§ A run of records
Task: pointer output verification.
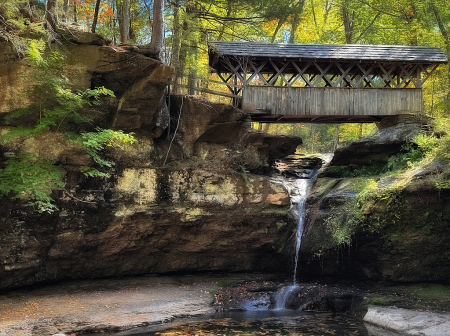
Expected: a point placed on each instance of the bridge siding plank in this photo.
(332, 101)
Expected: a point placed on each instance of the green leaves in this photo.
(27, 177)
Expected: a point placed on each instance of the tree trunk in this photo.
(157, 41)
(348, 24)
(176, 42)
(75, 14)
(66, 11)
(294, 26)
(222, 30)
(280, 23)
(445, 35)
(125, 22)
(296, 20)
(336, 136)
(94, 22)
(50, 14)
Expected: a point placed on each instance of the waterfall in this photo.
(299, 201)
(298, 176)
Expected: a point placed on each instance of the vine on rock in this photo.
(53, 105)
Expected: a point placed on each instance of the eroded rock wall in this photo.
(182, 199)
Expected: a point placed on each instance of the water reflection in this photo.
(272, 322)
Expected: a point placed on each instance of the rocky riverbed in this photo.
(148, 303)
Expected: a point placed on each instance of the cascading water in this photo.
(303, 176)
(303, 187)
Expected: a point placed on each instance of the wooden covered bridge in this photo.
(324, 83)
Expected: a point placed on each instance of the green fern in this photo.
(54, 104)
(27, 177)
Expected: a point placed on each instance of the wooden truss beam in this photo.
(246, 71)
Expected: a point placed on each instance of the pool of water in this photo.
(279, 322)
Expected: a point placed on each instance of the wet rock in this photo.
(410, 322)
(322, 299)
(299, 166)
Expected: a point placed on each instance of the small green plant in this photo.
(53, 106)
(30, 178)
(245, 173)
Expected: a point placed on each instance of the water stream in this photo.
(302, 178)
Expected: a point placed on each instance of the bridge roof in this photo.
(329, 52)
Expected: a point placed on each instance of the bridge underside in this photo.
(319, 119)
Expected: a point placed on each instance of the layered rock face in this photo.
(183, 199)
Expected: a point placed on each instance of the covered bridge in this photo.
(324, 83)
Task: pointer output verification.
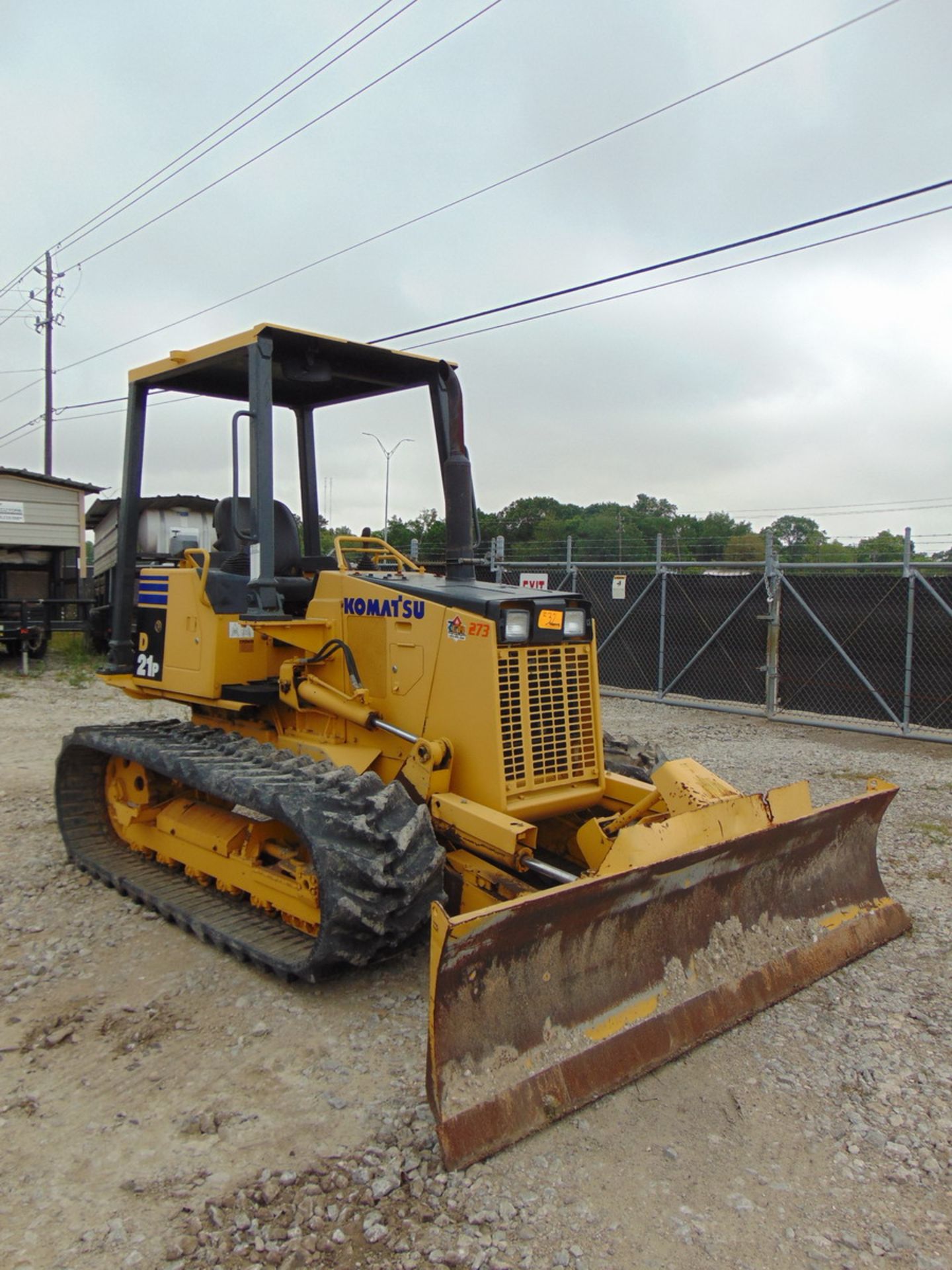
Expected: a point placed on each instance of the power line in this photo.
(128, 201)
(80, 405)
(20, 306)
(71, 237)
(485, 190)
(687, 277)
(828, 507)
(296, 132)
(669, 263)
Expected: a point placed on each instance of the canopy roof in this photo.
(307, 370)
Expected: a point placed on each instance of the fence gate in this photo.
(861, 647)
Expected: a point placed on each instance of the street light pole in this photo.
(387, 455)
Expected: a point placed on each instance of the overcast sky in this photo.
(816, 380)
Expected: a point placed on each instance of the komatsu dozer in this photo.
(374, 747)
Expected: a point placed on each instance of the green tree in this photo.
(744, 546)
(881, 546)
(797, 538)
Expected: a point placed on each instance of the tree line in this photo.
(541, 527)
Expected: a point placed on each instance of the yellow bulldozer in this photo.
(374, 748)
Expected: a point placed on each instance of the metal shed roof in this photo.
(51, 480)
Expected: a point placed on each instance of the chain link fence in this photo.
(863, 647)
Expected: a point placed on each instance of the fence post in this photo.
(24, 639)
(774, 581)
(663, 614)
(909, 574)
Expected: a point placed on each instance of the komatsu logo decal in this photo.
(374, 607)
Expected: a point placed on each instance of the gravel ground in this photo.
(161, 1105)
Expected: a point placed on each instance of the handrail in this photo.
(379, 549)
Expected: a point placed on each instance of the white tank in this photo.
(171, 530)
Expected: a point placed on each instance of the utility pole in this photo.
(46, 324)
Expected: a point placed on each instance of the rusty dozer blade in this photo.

§ What you should do
Duplicate every line of the items above word for word, leaving out the pictures.

§ Output
Task: pointer output verification.
Expected: a point placed on each instance of the bridge siding plank in this photo.
(332, 101)
Expected: a point placed on each instance of the green leaves in this photo.
(27, 177)
Expected: a point placed on each instance of the tree trunk in this photo.
(157, 41)
(348, 24)
(176, 42)
(75, 14)
(66, 11)
(294, 26)
(222, 30)
(280, 23)
(445, 35)
(125, 22)
(296, 20)
(336, 136)
(94, 22)
(50, 14)
Expected: a point placed on each instance of the waterfall in this photo.
(299, 201)
(298, 176)
Expected: a point placed on each instance of the vine on rock in this photo.
(53, 105)
Expected: a point placed on each instance of the eroded rock wall in this photo.
(182, 199)
Expected: a point placed on each instance of the water reflection in this photo.
(272, 322)
Expected: a point placed on each instance of the rocky riverbed in this photo.
(148, 303)
Expected: a point placed on each instance of the cascading water in this photo.
(303, 176)
(303, 187)
Expected: a point placed on each instance of the wooden covered bridge in this photo.
(324, 83)
Expected: a point placed on each instance of the green fern in this photo.
(54, 104)
(27, 177)
Expected: a point placed on each instance of the wooden truss beam in this photo.
(246, 71)
Expected: a point placed on each instance of the pool of water in this photo.
(279, 322)
Expected: a point placed on each instance of the wet rock in this photo.
(410, 322)
(322, 299)
(299, 166)
Expected: a point placed on each instance of the small green plant in this photo.
(53, 106)
(30, 178)
(245, 173)
Expected: a point placed on each instance of the water stream in this photo.
(302, 178)
Expected: a point placed on each instance of the bridge roof in this photo.
(329, 52)
Expected: a point placed on each instance of the bridge underside in this photo.
(319, 119)
Expected: a point placed on each instance of the layered rock face in this photo.
(183, 199)
Expected: a point placed on each instance of the covered bridge in this photo.
(324, 83)
Task: pointer output verification.
Expected: a point placed on each instance of the power line in this photo.
(128, 201)
(80, 405)
(20, 306)
(71, 237)
(485, 190)
(687, 277)
(828, 507)
(296, 132)
(669, 263)
Expected: a point placed on each instance of the canopy roof in this photo.
(307, 370)
Expected: a point placed on each instance of the fence gate in this photo.
(861, 647)
Expected: a point placed on each instance of the street light pole in this photo.
(387, 455)
Expected: a point placed on each instance of the overcast sky in this photo.
(816, 380)
Expected: a point placed on each instance of the komatsu dozer in this photo.
(374, 747)
Expected: a point placed on each instance of the green tree in this photo.
(744, 546)
(881, 546)
(797, 538)
Expected: a point placed on each instance of the tree line in this photo.
(541, 527)
Expected: a point placed on each instance of the yellow bulldozer in this photo.
(374, 748)
Expected: a point placed on each instance of the metal shed roof in this photo.
(51, 480)
Expected: a point placed on each instance of the chain link fence in this photo.
(863, 647)
Expected: a point placed on each instance of the fence post in this photo.
(24, 639)
(774, 581)
(663, 614)
(909, 574)
Expected: a point placed on each instance of the komatsu logo decal in this photo.
(374, 607)
Expected: a point placed on each instance of the gravel ground in this photo.
(161, 1105)
Expected: a point placed on each instance of the handrail in this photo.
(379, 549)
Expected: a point placed on each instance of the white tank in this photo.
(171, 530)
Expected: a point placed on each instance of the utility pole in this photo.
(46, 324)
Expected: a point placed on each instance of the rusty dozer blade in this photo.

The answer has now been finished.